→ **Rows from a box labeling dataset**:

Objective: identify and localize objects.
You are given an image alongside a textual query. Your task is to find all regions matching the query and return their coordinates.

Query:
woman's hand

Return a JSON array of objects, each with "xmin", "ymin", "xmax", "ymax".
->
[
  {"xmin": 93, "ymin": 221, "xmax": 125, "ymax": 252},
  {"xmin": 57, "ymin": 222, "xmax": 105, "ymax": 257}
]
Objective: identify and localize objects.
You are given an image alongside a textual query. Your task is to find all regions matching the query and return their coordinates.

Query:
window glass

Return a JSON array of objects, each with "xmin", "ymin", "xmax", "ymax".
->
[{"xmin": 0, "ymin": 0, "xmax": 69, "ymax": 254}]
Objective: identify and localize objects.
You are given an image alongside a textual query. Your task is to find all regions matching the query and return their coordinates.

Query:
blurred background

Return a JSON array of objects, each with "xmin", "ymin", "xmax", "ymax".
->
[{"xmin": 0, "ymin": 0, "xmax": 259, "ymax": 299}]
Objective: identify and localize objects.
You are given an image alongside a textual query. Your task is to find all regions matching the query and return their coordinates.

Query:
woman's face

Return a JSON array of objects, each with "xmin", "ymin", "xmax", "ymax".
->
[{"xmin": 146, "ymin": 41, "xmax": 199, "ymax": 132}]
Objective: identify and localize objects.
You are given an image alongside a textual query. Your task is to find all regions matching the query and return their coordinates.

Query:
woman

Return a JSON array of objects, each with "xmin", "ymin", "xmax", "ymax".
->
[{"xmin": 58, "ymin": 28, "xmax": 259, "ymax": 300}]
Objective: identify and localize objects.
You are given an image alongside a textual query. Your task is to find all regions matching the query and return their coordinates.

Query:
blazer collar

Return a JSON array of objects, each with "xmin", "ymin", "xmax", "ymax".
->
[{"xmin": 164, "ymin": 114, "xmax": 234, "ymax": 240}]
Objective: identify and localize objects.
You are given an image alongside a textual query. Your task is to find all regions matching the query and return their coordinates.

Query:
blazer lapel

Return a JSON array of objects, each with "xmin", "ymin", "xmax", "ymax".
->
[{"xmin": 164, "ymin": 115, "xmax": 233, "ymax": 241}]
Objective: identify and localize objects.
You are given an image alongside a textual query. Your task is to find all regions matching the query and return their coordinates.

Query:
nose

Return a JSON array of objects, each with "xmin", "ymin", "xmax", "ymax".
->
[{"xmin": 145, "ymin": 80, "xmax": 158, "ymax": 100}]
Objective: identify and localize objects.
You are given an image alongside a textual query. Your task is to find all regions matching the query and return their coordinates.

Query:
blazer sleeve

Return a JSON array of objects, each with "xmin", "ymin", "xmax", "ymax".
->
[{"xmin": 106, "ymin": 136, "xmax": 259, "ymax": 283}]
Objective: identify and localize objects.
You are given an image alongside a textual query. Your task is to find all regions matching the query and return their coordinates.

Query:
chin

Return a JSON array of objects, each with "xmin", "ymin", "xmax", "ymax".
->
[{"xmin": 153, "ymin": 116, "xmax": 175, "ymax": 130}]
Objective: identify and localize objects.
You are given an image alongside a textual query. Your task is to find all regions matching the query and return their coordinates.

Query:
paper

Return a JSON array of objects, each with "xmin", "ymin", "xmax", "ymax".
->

→ **THE REQUEST**: Print the lines from the start of the rows down through the line containing "woman's hand", both ends included, copying them unchanged.

→ **SOLVED PROBLEM**:
Objective: identify and localize objects.
You are given an image alongside a textual query. Your task is to find all regions matching the query and return their coordinates.

Query:
woman's hand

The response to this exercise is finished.